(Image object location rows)
______________________________

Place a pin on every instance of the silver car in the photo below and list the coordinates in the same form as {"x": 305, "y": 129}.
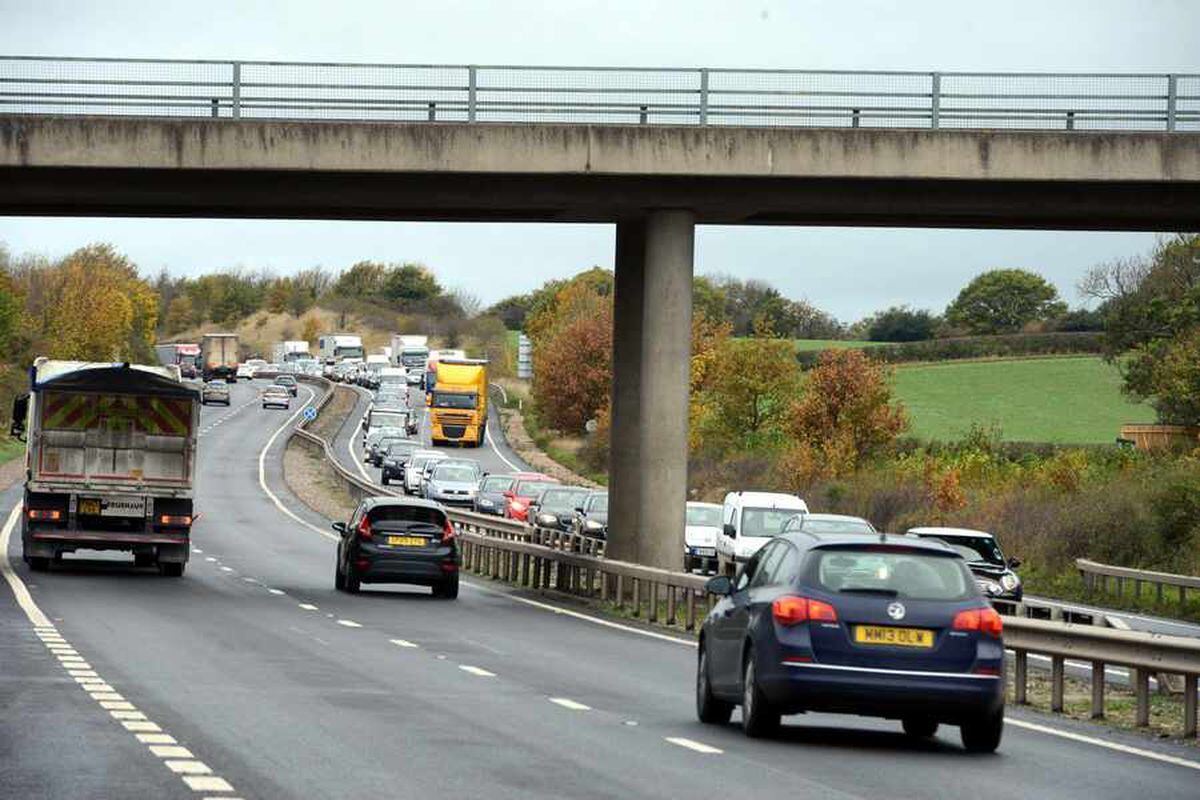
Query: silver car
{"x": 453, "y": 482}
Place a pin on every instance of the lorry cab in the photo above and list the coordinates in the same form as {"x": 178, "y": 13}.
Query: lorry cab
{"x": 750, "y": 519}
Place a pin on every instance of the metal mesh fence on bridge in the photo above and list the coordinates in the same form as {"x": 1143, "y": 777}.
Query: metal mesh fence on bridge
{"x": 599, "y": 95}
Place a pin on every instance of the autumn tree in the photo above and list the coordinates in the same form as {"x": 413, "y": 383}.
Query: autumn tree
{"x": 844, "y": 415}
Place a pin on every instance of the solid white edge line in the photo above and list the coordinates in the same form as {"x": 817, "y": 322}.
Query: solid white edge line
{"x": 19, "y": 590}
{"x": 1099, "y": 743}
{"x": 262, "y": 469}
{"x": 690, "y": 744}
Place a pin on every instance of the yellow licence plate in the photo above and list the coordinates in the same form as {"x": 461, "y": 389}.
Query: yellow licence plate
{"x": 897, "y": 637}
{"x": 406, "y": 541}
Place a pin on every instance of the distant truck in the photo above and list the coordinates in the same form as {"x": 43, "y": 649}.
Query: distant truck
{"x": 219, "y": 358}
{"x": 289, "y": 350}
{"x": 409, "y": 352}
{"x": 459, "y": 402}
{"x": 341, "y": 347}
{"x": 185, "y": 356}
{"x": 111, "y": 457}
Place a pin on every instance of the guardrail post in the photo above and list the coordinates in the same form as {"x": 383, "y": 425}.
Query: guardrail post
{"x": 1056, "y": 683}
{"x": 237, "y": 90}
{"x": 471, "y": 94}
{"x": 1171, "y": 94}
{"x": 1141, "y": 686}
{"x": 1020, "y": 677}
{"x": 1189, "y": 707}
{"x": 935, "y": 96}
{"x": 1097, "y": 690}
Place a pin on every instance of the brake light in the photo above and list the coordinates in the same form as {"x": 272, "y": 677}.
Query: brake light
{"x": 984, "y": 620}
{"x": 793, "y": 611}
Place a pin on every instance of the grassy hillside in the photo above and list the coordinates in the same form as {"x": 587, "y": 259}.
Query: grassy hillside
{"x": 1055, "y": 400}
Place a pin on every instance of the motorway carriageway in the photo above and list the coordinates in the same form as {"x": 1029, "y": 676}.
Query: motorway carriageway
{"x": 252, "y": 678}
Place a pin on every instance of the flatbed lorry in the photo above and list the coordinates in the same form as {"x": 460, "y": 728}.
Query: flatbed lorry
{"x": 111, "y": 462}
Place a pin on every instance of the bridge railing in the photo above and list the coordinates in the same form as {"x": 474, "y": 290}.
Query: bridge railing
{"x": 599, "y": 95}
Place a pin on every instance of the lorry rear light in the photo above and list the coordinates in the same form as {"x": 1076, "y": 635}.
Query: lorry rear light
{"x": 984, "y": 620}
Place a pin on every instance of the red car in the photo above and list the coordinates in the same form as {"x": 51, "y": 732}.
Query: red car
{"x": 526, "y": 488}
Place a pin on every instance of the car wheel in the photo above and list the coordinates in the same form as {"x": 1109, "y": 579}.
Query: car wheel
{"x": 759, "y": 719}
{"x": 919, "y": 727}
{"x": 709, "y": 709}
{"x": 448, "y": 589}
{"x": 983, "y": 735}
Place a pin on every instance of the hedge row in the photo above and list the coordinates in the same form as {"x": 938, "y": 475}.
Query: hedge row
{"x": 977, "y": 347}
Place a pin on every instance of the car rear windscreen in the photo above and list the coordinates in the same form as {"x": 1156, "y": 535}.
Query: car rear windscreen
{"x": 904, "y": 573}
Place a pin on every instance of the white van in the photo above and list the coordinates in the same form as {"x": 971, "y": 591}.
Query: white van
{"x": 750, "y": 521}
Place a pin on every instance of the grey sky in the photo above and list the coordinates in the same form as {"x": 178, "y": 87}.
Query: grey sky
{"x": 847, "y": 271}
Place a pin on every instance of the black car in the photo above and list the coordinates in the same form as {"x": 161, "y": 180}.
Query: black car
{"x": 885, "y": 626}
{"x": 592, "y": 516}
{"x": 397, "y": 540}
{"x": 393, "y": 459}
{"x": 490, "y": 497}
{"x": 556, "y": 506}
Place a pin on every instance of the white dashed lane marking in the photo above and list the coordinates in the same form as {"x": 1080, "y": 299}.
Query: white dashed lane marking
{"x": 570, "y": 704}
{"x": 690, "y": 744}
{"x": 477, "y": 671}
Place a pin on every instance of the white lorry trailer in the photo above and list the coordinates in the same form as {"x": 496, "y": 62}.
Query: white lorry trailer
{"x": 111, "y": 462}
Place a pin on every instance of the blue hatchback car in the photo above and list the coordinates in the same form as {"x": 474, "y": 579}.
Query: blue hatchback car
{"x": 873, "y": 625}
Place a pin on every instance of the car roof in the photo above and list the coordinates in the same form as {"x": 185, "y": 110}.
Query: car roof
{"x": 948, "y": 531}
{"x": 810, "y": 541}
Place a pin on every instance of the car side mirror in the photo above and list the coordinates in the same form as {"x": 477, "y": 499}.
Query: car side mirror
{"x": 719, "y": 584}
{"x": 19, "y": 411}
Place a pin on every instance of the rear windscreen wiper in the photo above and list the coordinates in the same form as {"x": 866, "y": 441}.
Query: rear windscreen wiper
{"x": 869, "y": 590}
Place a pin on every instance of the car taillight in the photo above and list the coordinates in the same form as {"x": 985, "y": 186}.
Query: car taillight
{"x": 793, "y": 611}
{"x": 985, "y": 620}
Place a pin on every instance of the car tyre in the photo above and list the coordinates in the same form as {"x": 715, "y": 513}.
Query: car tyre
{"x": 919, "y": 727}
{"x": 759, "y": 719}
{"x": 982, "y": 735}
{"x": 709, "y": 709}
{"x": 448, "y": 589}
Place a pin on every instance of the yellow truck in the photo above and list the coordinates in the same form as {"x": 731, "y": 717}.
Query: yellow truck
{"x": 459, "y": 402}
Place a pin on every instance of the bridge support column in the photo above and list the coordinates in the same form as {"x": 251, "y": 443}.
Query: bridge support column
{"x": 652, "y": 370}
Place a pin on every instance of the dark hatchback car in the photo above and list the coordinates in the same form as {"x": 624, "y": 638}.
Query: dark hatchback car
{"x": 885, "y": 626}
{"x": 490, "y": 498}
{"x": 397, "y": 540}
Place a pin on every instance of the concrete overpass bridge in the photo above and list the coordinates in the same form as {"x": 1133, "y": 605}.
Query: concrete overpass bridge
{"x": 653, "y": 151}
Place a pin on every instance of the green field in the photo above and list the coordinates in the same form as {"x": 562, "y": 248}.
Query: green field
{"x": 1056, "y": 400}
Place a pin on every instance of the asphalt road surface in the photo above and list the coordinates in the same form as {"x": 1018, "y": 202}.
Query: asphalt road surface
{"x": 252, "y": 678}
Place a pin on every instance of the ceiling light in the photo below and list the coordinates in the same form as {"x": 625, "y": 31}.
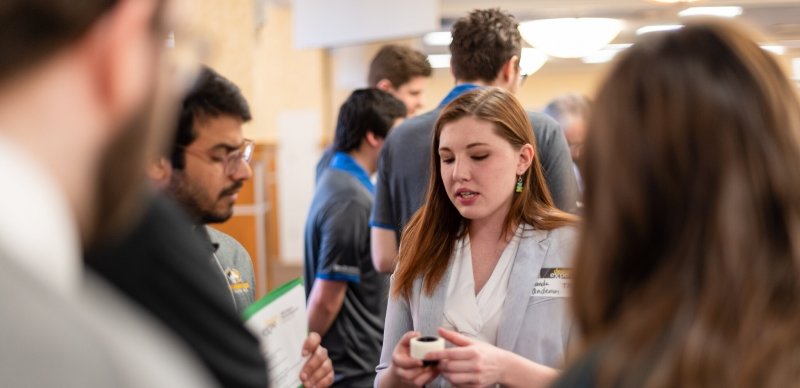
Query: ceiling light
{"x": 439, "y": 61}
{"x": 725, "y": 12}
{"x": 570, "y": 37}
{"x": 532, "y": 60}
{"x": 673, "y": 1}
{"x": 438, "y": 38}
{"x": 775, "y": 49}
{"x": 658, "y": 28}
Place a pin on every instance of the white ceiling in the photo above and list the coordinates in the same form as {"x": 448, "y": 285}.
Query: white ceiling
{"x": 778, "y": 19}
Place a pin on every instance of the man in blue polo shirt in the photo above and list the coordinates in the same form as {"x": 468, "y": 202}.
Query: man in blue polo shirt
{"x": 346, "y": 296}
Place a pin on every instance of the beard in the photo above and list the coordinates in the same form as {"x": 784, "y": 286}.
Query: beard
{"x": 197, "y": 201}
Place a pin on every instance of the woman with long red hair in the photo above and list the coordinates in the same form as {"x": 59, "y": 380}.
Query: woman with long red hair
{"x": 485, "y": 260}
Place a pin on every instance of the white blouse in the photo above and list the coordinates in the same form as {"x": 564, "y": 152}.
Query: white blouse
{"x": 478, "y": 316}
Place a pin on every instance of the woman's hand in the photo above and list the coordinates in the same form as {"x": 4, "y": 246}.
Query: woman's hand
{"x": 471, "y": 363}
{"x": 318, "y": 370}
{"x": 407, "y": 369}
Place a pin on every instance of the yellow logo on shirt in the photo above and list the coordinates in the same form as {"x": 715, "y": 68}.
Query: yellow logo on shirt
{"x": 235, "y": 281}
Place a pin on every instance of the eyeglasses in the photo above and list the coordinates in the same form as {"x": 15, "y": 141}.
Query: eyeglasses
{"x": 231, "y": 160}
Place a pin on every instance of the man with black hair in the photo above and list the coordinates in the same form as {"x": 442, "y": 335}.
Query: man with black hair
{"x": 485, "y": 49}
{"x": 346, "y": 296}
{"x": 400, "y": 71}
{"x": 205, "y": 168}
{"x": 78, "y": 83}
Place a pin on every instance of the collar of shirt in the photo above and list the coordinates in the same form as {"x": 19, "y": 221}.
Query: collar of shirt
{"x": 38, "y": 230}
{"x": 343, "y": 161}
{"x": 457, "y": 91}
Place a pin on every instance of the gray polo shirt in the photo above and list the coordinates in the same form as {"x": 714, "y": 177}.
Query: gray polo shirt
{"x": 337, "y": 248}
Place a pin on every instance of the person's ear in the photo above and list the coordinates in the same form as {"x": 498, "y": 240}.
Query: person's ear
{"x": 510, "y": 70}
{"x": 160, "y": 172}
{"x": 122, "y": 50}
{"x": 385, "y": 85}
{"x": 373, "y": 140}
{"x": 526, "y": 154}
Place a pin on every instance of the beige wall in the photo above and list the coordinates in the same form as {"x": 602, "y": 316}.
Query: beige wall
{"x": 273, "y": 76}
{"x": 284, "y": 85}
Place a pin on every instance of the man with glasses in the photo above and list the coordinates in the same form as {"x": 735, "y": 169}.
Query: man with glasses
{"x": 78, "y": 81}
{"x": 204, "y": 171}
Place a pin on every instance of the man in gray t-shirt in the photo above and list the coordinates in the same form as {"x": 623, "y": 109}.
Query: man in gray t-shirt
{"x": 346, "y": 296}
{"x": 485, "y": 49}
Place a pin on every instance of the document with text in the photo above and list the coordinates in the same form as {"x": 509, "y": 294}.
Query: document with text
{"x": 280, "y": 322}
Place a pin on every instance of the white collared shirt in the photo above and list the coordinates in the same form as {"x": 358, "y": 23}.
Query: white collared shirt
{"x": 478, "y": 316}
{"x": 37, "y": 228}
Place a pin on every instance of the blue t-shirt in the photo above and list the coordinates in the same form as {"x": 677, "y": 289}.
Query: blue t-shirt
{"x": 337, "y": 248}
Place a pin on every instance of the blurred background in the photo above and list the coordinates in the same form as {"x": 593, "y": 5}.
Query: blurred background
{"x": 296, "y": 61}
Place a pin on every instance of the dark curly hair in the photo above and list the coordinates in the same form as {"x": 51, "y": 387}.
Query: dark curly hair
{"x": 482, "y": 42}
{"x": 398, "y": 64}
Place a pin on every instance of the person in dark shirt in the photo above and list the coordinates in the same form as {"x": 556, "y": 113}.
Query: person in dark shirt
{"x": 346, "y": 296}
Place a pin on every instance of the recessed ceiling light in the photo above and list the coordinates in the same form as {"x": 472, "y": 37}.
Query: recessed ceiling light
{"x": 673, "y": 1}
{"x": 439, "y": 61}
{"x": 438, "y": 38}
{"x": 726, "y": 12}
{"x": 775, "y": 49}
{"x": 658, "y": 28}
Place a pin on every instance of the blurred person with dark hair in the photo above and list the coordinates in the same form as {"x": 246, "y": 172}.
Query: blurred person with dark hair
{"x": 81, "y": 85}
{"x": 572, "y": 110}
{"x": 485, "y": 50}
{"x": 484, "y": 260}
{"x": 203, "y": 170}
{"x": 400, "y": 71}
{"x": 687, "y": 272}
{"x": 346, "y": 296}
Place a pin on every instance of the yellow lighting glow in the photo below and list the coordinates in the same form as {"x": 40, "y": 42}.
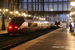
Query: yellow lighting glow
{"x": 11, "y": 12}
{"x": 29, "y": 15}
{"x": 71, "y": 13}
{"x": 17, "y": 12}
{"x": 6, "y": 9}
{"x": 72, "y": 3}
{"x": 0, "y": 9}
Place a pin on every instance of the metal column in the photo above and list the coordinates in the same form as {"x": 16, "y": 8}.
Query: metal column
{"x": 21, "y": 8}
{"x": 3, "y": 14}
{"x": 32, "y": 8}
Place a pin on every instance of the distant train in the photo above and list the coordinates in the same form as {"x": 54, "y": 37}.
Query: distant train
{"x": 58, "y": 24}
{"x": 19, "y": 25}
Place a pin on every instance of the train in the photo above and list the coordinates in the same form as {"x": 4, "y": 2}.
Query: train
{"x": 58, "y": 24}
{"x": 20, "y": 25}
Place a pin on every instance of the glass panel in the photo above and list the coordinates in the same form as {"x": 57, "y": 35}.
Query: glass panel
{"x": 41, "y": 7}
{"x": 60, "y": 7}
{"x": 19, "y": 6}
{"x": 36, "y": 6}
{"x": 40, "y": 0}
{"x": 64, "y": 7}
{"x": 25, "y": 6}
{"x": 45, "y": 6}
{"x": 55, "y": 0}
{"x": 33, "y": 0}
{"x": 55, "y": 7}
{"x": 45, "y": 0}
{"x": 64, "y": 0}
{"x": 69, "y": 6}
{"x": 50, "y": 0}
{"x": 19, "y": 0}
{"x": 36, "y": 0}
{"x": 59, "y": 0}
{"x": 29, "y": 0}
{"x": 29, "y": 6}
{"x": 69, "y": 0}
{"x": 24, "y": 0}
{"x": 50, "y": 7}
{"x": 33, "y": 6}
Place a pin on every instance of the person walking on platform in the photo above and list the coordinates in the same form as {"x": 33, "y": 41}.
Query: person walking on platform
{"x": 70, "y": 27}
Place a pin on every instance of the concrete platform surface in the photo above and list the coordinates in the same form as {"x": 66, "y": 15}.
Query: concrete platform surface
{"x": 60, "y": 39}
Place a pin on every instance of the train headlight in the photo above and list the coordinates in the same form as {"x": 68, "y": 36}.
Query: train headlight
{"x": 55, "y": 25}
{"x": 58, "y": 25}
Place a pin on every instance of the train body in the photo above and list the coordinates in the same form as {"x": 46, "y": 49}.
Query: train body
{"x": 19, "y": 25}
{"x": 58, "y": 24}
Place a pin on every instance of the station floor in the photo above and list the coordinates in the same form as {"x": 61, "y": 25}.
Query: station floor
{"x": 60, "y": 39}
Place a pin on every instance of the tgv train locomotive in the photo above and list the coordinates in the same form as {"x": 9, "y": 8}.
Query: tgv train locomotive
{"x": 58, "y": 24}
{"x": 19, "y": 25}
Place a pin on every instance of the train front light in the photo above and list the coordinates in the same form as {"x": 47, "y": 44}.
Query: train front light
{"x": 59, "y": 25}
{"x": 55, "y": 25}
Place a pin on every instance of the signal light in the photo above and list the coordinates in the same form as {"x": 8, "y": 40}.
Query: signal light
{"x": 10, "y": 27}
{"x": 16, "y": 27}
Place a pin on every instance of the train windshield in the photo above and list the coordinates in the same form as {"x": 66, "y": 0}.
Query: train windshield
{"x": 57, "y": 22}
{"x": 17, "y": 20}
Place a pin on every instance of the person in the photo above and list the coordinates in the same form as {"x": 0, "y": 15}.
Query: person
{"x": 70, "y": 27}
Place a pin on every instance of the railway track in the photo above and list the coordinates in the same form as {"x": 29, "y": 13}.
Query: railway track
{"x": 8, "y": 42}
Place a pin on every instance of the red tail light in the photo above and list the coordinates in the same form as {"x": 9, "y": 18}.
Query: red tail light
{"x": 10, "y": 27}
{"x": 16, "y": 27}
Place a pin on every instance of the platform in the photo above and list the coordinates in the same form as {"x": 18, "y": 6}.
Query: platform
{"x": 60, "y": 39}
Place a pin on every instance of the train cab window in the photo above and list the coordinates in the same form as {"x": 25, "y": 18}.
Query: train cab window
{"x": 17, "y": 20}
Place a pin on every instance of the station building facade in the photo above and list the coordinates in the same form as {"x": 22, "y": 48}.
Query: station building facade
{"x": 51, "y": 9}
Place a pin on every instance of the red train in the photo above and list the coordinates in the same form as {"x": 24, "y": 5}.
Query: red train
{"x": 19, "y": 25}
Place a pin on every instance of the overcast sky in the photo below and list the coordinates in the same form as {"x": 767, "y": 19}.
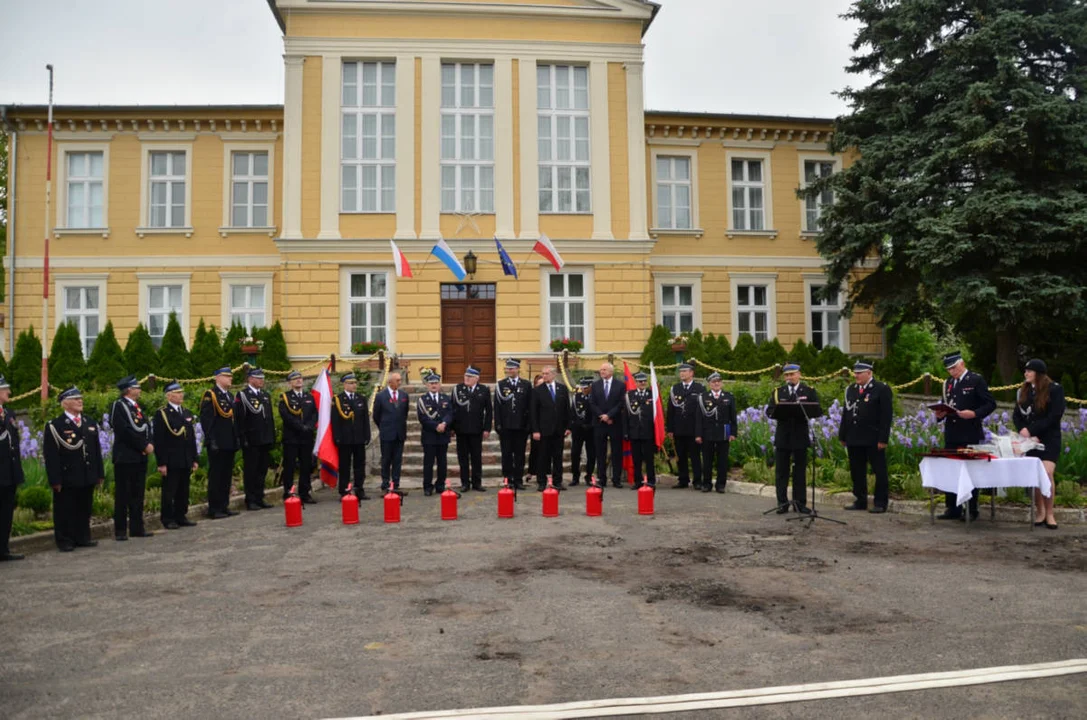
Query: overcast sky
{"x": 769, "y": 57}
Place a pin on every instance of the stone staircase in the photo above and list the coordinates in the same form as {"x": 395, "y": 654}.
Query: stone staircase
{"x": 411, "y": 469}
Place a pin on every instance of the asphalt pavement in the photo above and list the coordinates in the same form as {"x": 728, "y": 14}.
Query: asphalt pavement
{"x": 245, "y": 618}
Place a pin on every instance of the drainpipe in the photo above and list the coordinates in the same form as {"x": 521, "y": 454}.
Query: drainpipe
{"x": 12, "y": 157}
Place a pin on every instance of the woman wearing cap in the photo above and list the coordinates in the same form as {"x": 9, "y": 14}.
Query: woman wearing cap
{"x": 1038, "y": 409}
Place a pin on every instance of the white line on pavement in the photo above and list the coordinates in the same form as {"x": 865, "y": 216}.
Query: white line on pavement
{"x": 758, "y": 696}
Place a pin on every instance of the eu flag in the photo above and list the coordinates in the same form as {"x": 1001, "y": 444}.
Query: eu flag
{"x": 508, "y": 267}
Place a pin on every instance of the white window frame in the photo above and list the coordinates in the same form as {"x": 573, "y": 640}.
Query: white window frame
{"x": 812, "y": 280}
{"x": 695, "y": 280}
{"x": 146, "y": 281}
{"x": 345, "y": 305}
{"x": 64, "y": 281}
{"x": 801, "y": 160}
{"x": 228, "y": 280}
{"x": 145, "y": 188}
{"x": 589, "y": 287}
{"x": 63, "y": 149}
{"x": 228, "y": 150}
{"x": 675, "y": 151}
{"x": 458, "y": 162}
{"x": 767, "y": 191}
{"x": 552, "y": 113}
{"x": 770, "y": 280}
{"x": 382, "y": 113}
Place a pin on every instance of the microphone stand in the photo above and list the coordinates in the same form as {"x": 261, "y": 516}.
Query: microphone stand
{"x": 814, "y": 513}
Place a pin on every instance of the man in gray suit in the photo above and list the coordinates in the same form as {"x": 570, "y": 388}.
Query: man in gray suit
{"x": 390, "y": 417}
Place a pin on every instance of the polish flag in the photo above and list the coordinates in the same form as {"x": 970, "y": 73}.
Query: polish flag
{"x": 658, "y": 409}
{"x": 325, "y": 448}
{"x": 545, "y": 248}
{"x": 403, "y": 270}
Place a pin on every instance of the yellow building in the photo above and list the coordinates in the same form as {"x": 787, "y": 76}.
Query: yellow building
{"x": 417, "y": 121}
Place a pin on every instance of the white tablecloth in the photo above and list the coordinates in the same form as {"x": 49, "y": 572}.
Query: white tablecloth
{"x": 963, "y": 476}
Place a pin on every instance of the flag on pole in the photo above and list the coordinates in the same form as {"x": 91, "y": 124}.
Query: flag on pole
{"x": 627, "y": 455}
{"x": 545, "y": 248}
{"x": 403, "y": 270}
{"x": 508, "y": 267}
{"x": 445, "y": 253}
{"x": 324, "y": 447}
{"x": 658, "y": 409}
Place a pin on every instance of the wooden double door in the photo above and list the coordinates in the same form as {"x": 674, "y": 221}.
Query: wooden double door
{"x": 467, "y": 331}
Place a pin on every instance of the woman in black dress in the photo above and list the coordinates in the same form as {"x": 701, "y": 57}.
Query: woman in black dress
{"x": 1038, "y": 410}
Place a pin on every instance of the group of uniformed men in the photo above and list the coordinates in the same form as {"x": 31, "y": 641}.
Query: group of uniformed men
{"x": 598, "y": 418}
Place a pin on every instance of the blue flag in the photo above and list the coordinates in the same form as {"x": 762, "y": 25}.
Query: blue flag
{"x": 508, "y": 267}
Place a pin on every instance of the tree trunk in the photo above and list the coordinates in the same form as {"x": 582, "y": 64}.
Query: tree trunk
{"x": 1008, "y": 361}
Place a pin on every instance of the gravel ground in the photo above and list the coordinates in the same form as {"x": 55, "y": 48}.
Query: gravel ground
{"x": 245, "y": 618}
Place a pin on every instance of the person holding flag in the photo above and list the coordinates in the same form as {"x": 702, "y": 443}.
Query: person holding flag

______________________________

*WHAT IS ASKED:* Rewrite the section that begins with the line containing "Place a pin on every instance of the person holding" and ends with the last line of the rows as a JSON list of strings, one string per line and no blank lines.

*REPLY:*
[
  "Place a pin on every instance of the person holding flag in the photo above and list the coordinates in the same form as {\"x\": 702, \"y\": 443}.",
  "Query: person holding flag"
]